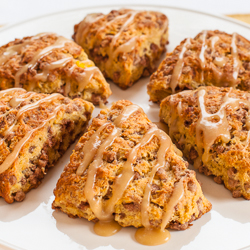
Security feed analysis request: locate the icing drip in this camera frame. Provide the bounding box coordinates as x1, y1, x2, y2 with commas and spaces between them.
140, 127, 171, 228
14, 36, 74, 87
99, 101, 108, 109
76, 67, 100, 92
35, 57, 73, 82
0, 92, 64, 174
0, 33, 56, 66
210, 33, 241, 87
170, 38, 191, 93
196, 88, 250, 165
84, 126, 121, 220
0, 91, 35, 119
161, 179, 184, 230
114, 36, 138, 56
0, 88, 26, 98
199, 31, 207, 82
213, 57, 227, 68
135, 227, 170, 246
230, 32, 241, 87
209, 35, 224, 84
210, 36, 219, 53
75, 9, 168, 87
76, 104, 141, 176
74, 13, 104, 45
4, 93, 62, 136
76, 122, 111, 176
94, 220, 121, 236
196, 89, 230, 163
0, 33, 100, 96
76, 103, 184, 245
168, 95, 180, 138
78, 104, 141, 221
114, 104, 141, 126
105, 11, 139, 69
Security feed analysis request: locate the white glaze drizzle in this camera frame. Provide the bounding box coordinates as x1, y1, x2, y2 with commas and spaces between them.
76, 103, 184, 241
170, 38, 191, 93
0, 91, 64, 174
199, 31, 207, 83
196, 88, 250, 164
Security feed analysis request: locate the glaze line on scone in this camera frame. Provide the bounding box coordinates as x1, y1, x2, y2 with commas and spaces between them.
========
- Your task
Write out all of the records above. Keep them exact and leave out the pictures.

- Response box
Security feed analysis request: locate the icing drip in this camera frame. Provide the bounding box coordinates as x1, y1, x2, y2 with commas and spaces between them.
140, 127, 171, 228
14, 36, 74, 87
99, 101, 108, 109
76, 67, 100, 92
35, 57, 73, 82
0, 92, 64, 174
0, 33, 56, 66
210, 33, 241, 87
170, 38, 191, 93
196, 88, 250, 165
84, 126, 121, 220
0, 91, 35, 119
161, 179, 184, 230
114, 36, 138, 56
0, 88, 26, 98
199, 31, 207, 82
213, 57, 227, 68
135, 227, 170, 246
230, 32, 241, 87
209, 35, 224, 84
210, 36, 219, 53
75, 9, 168, 87
76, 104, 141, 176
74, 13, 104, 45
4, 93, 62, 136
76, 122, 111, 176
94, 220, 121, 236
196, 89, 230, 163
0, 33, 100, 96
76, 103, 184, 245
168, 95, 180, 138
78, 104, 141, 221
114, 104, 141, 126
105, 11, 139, 69
Security feed analysis request: locate the white glaze drizzle in this camera frame. Provide the bounding box coordinates as x1, y1, x2, y2 with commas and spaces between them.
76, 103, 184, 241
170, 38, 191, 93
0, 91, 64, 174
199, 31, 207, 83
196, 88, 250, 164
Security feed analysis request: locate the glaze line on scone in this camera frame. Provide the bounding box coordinates as x1, y1, x2, y2 with commas and spaces between them.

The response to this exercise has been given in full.